#### Reading passage:
In one aspect, a variety of sensors are placed at suitable
locations in the well 50 to provide measurements or information
relating to a number of downhole parameters of interest. In one
aspect, one or more gauge or sensor carriers, such as a carrier 15,
may be placed in the production tubing to house any number of
suitable sensors. The carrier 15 may include one or more
temperature sensors, pressure sensors, flow measurement sensors,
resistivity sensors, sensors that may provide information about
density, viscosity, water content or water cut, etc., and chemical
sensors that provide information about scale, corrosion, hydrate,
paraffin, hydrogen sulphide, emulsion, asphaltene, etc. Density
sensors provide fluid density measurements for fluid produced from
each production zone and that of the combined fluid from two or
more production zones. The resistivity sensor or another suitable
sensor may provide measurements relating to the water content or
the water cut of the fluid mixture received from each production
zones. Other sensors may be used to estimate the oil/water ratio
and gas/oil ratio for each production zone and for the combined
fluid. The temperature, pressure and flow sensors provide
measurements for the pressure, temperature and flow rate of the
fluid in the line 53. Additional gauge carriers may be used to
obtain pressure, temperature and flow measurements, and water
content relating to the formation fluid received from the upper
production zone 52a. Additional downhole sensors may be used at
other desired locations to provide measurements relating to the
presence and extent of chemicals downhole. Additionally, sensors
S.sub.1-S.sub.m may be permanently installed in the wellbore 50 to
provide acoustic or seismic or microseismic measurements, formation
pressure and temperature measurements, resistivity measurements and
measurements relating to the properties of the casing 51 and
formation 55. Such sensors may be installed in the casing 57 or
between the casing 57 and the formation 55. Microseismic and other
sensors may be used to detect water fronts, which may imbalance the
composition of the fluids being produced, thereby providing early
warning relating to the formation of certain chemicals. Pressure
and temperature changes or expected changes may provide early
warning of changes in the chemical composition of the production
fluid. Additionally, the screen 59a and/or screen 59b may be coated
with tracers that are released due to the presence of water, which
tracers may be detected at the surface or downhole to determine or
predict the occurrence of water breakthrough. Sensors also may be
provided at the surface, such as a sensor for measuring the water
content in the received fluid, total flow rate for the received
fluid, fluid pressure at the wellhead, temperature, etc. Other
devices may be used to estimate the production of sand for each
zone.

#### Records supplied:
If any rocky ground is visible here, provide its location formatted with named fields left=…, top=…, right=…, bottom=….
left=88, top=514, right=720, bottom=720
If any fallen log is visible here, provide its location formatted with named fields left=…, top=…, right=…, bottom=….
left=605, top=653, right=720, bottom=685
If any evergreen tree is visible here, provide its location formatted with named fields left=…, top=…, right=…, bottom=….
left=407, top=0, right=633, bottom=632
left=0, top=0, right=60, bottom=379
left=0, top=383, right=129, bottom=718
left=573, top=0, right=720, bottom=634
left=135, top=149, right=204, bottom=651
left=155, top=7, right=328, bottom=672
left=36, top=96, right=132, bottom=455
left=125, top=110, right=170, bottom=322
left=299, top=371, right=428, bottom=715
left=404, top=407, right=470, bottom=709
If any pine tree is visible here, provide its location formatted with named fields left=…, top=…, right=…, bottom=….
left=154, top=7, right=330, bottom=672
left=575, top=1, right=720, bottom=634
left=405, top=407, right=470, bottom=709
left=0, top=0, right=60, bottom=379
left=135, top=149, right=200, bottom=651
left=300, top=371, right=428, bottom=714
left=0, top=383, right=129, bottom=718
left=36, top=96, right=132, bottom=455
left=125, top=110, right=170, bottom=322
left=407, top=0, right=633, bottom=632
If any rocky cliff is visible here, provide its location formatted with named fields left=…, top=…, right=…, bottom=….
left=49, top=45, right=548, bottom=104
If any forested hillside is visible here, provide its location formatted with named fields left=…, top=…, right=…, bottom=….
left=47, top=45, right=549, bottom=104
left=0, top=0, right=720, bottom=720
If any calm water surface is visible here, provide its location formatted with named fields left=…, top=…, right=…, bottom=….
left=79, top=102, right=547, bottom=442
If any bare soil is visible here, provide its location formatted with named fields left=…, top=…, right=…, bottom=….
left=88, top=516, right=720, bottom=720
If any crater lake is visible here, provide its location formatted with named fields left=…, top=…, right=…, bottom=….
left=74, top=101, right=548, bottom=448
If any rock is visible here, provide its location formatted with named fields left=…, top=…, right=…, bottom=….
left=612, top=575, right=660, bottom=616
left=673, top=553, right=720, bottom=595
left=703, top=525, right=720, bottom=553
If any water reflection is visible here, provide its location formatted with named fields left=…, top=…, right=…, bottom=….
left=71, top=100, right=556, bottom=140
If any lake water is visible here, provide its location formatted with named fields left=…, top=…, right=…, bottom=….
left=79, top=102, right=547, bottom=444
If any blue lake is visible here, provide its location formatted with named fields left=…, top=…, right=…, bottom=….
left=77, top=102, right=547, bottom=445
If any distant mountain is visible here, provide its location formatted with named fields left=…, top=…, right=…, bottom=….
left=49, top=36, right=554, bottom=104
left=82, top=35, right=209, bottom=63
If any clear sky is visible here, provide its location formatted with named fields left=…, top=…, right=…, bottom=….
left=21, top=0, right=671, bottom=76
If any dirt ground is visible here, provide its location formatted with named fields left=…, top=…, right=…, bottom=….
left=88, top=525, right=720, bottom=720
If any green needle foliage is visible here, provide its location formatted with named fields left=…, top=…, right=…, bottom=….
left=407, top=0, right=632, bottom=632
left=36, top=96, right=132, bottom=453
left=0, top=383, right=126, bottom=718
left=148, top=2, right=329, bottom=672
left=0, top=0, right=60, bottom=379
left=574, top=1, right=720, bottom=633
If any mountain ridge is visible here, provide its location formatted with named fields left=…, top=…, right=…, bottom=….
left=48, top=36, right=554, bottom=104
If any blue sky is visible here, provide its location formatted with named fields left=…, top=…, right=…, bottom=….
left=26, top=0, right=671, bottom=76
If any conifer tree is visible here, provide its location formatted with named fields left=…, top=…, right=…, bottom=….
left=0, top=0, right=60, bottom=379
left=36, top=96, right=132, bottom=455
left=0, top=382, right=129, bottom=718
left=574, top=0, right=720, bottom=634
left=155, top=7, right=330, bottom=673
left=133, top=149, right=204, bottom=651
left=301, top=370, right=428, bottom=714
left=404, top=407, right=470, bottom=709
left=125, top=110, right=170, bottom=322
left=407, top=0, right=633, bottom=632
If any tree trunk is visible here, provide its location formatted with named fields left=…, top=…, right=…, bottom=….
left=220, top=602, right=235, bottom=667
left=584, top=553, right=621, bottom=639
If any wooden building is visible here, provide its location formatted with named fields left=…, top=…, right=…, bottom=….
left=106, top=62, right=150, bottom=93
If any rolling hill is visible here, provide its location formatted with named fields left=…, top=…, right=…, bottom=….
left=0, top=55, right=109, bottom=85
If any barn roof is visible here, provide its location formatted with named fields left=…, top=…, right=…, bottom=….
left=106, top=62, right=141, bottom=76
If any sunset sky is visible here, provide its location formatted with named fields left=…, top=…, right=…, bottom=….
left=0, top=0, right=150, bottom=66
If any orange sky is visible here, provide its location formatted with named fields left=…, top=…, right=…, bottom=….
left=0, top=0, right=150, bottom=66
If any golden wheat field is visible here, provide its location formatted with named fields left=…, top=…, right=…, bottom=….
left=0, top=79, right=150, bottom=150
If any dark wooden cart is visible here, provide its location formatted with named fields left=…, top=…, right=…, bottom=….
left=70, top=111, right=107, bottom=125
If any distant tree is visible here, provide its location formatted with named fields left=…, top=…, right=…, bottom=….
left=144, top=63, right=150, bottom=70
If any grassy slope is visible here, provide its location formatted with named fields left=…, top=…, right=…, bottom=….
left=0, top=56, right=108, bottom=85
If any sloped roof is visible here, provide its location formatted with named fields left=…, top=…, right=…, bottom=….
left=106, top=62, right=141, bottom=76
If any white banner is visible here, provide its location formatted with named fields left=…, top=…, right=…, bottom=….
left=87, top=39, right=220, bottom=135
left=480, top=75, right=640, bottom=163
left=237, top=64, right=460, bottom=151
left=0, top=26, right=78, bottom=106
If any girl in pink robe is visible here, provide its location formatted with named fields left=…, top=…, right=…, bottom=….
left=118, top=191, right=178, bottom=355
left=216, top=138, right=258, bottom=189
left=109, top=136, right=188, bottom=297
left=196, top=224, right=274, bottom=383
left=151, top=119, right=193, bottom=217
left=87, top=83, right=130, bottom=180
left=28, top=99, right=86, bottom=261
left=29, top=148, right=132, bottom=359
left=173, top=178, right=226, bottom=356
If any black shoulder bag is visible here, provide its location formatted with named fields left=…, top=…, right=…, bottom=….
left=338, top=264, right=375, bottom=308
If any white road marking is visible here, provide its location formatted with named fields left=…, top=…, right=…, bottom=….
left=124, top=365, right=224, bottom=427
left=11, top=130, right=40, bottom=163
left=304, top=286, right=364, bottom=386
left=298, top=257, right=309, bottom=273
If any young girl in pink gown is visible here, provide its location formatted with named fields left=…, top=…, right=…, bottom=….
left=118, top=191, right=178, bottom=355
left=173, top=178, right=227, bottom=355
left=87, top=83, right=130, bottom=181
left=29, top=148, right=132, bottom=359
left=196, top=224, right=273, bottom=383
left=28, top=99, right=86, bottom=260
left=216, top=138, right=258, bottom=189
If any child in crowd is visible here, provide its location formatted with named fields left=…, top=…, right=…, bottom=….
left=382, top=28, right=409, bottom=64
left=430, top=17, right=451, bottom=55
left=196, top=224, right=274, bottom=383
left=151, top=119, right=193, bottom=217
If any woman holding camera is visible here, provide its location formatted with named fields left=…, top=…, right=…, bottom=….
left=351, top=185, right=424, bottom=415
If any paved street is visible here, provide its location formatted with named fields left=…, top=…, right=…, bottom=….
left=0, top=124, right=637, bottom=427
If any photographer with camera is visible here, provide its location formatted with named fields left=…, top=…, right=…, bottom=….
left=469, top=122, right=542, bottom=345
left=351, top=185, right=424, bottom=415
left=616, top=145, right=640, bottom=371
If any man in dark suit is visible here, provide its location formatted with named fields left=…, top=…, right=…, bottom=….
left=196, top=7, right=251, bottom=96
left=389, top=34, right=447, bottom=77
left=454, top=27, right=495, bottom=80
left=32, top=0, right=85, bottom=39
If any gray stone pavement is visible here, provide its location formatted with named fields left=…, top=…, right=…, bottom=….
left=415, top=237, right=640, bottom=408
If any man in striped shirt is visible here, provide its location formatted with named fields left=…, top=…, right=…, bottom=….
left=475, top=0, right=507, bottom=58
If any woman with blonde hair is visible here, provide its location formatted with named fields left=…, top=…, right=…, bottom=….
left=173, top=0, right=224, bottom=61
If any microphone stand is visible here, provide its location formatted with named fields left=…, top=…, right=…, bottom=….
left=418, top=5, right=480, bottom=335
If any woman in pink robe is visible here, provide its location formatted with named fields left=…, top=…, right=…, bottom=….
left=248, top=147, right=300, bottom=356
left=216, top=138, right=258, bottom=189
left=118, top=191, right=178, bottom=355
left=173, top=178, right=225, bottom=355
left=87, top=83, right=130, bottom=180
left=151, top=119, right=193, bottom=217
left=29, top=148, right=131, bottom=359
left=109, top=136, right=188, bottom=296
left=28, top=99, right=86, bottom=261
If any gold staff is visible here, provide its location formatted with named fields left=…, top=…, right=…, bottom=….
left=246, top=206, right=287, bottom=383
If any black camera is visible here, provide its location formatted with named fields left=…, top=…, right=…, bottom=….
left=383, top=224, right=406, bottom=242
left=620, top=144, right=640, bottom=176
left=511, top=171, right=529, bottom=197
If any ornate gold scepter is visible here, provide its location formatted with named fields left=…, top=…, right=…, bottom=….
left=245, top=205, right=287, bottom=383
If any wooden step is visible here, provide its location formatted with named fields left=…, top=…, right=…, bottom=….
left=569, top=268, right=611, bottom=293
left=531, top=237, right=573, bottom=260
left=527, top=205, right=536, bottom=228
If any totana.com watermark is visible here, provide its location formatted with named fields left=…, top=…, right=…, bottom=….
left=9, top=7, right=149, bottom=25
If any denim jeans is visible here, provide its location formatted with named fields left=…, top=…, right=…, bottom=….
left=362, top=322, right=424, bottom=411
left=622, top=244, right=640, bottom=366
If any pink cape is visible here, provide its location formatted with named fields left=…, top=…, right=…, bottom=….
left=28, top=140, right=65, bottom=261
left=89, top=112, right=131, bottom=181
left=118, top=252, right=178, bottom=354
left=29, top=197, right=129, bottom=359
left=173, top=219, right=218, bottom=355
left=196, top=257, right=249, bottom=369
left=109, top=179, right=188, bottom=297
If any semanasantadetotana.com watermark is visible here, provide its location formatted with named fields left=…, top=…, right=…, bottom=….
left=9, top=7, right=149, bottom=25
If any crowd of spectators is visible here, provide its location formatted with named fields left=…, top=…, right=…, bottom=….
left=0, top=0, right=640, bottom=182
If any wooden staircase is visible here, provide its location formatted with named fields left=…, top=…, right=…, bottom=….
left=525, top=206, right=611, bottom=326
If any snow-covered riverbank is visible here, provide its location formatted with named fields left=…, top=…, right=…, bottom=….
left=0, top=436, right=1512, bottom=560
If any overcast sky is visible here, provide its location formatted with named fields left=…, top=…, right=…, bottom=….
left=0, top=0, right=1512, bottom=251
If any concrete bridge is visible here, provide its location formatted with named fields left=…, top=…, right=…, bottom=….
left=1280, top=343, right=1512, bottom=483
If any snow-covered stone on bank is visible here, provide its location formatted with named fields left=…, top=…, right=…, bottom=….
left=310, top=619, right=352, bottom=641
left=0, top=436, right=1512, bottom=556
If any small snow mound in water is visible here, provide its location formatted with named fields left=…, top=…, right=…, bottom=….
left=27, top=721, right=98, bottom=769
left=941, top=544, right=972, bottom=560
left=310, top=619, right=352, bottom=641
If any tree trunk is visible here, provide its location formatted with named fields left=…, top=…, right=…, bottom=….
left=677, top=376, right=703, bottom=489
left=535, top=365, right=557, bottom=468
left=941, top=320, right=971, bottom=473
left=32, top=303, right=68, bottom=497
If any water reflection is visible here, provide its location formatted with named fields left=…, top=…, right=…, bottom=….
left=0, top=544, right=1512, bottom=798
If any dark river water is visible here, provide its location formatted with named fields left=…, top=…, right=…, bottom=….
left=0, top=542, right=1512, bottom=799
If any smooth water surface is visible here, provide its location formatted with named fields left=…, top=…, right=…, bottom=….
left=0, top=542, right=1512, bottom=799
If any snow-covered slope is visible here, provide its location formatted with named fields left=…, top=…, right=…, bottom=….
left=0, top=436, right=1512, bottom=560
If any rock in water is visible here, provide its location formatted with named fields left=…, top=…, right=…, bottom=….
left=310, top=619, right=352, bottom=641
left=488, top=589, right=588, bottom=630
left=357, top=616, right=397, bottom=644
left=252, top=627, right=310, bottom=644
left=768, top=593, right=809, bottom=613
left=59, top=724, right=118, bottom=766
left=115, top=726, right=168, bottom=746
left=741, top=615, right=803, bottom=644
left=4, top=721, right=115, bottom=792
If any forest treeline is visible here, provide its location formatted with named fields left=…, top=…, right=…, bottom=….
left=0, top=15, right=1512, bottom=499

#### Problem set:
(A) Answer these questions using the passage on well sensors:
(i) What do density sensors measure?
(ii) What may the screen 59a and/or screen 59b be coated with?
(iii) What may microseismic and other sensors be used to detect?
(B) For each statement, say whether the passage on well sensors supports it, and quote the words that decide it:
(i) Chemical sensors may give information about paraffin.
(ii) Sensors are placed only downhole, never at the surface.
(iii) The tracers can be detected only at the surface.
(C) Carry the passage on well sensors forward, beginning right after its final sentence.

#### Written responses:
(A)
(i) Fluid density for fluid produced from each production zone and for the combined fluid from two or more production zones.
(ii) Tracers that are released due to the presence of water.
(iii) Water fronts.

(B)
(i) Yes: "chemical sensors that provide information about scale, corrosion, hydrate, paraffin, hydrogen sulphide, emulsion, asphaltene, etc."
(ii) No: "Sensors also may be provided at the surface"
(iii) No: "tracers may be detected at the surface or downhole"

(C)
In general, sufficient sensors may be suitably placed in the well
50 to obtain measurements relating to each desired parameter of
interest. Such sensors may include, but are not limited to: sensors
for measuring pressures corresponding to each production zone,
pressure along the wellbore, pressure inside the tubings carrying
the formation fluid, pressure in the annulus; sensors for measuring
temperatures at selected places along the wellbore; sensors for
measuring fluid flow rates corresponding to each of the production
zones, total flow rate, flow through the ESP; sensors for measuring
ESP temperature and pressure; chemical sensors for providing
signals relating to the presence and extent of chemicals, such as
scale, corrosion, hydrates, paraffin, emulsion, hydrogen sulphide
and asphaltene; acoustic or seismic sensors that measure signals
generated at the surface or in offset wells and signals due to the
fluid travel from injection wells or due to a fracturing operation;
optical sensors for measuring chemical compositions and other
parameters; sensors for measuring various characteristics of the
formations surrounding the well, such as resistivity, porosity,
permeability, fluid density, etc. The sensors may be installed in
the tubing in the well or in any device or may be permanently
installed in the well, for example, in the wellbore casing, in the
wellbore wall or between the casing and the wall. The sensors may
be of any suitable type, including electrical sensors, mechanical
sensors, piezoelectric sensors, fiber optic sensors, optical
sensors, etc. The signals from the downhole sensors may be
partially or fully processed downhole (such as by a microprocessor
and associated electronic circuitry that is in signal or data
communication with the downhole sensors and devices) and then
communicated to the surface controller 150 via a signal/data link,
such as link 101. The signals from downhole sensors may also be
sent directly to the controller 150.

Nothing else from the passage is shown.